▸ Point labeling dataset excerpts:
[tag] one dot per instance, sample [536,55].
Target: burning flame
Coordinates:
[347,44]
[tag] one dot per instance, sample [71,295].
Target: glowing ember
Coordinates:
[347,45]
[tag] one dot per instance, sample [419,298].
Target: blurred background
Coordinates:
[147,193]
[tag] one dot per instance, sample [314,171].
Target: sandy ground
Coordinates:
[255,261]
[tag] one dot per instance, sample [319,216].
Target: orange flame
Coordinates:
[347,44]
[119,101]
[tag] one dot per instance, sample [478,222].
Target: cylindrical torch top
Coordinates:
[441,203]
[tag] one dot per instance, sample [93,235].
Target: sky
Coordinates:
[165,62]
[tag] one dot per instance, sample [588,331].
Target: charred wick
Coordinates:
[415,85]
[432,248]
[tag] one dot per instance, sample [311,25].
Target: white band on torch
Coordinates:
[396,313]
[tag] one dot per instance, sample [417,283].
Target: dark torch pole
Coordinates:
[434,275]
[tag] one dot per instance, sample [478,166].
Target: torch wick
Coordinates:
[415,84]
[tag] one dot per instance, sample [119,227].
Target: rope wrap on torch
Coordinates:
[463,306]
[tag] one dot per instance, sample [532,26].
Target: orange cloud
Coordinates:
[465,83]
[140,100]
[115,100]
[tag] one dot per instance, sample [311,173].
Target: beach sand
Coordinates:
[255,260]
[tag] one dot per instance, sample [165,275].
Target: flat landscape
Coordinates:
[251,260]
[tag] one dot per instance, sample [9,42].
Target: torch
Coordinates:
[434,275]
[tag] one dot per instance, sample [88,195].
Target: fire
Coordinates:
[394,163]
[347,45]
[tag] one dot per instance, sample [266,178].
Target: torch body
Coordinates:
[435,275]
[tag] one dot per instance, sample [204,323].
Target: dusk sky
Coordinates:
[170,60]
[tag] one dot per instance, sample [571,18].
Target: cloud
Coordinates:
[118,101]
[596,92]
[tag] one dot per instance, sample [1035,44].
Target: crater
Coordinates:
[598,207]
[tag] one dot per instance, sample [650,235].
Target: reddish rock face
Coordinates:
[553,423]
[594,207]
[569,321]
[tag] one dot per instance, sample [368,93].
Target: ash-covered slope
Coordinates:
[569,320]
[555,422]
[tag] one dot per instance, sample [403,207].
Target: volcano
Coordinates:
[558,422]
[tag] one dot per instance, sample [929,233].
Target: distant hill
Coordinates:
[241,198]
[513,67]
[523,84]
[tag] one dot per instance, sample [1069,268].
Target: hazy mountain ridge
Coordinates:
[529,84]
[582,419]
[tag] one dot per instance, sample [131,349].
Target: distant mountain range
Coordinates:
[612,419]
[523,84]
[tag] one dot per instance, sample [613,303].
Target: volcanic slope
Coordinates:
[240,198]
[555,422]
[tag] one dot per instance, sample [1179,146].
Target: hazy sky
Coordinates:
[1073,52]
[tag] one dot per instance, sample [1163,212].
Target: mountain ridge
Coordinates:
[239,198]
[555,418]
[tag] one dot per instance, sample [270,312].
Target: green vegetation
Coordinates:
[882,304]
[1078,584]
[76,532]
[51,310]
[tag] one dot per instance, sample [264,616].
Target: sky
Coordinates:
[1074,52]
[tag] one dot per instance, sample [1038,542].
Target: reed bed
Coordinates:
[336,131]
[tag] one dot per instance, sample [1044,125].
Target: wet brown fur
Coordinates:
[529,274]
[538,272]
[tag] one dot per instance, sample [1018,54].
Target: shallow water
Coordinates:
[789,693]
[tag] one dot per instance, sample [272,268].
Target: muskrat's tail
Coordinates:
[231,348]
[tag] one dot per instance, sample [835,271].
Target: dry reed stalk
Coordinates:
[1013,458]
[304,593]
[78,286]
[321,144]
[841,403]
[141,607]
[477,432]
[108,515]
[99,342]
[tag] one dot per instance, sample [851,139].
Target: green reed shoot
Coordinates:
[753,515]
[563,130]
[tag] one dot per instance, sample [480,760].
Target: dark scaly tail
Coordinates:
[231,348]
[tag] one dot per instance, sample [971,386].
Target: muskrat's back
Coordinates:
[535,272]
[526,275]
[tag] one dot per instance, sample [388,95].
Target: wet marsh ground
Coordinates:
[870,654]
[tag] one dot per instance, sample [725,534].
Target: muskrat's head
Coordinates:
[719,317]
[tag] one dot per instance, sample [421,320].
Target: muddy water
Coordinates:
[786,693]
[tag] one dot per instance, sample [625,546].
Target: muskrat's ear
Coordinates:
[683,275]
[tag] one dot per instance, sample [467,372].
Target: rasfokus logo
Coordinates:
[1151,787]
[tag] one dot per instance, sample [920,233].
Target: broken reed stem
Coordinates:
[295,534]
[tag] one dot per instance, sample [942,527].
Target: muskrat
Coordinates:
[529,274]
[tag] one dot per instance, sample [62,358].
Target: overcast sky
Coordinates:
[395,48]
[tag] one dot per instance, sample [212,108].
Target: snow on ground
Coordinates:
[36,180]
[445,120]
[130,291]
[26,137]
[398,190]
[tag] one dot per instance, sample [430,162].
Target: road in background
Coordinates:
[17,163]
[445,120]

▸ Problem to work on: The lines to quote run from the one containing "[tag] one dot per instance, sample [467,372]." through the final line of the material above; please give them exactly, both ends included, and nothing else.

▸ Answer to the exercise:
[tag] one dot per instance, sample [467,372].
Target: rasfokus logo
Coordinates:
[1151,787]
[tag] one dot per instance, sample [920,233].
Target: broken reed stem
Coordinates:
[295,534]
[tag] one dot per instance, sample [942,527].
Target: muskrat
Coordinates:
[529,274]
[tag] one dot per instance, sample [62,358].
Target: overcast sky
Coordinates:
[395,48]
[tag] one dot per instance, sample [212,108].
Target: snow on ground
Coordinates:
[36,180]
[445,120]
[130,291]
[26,137]
[398,190]
[tag] one dot per instance, sample [430,162].
Target: road in background
Coordinates:
[17,163]
[445,120]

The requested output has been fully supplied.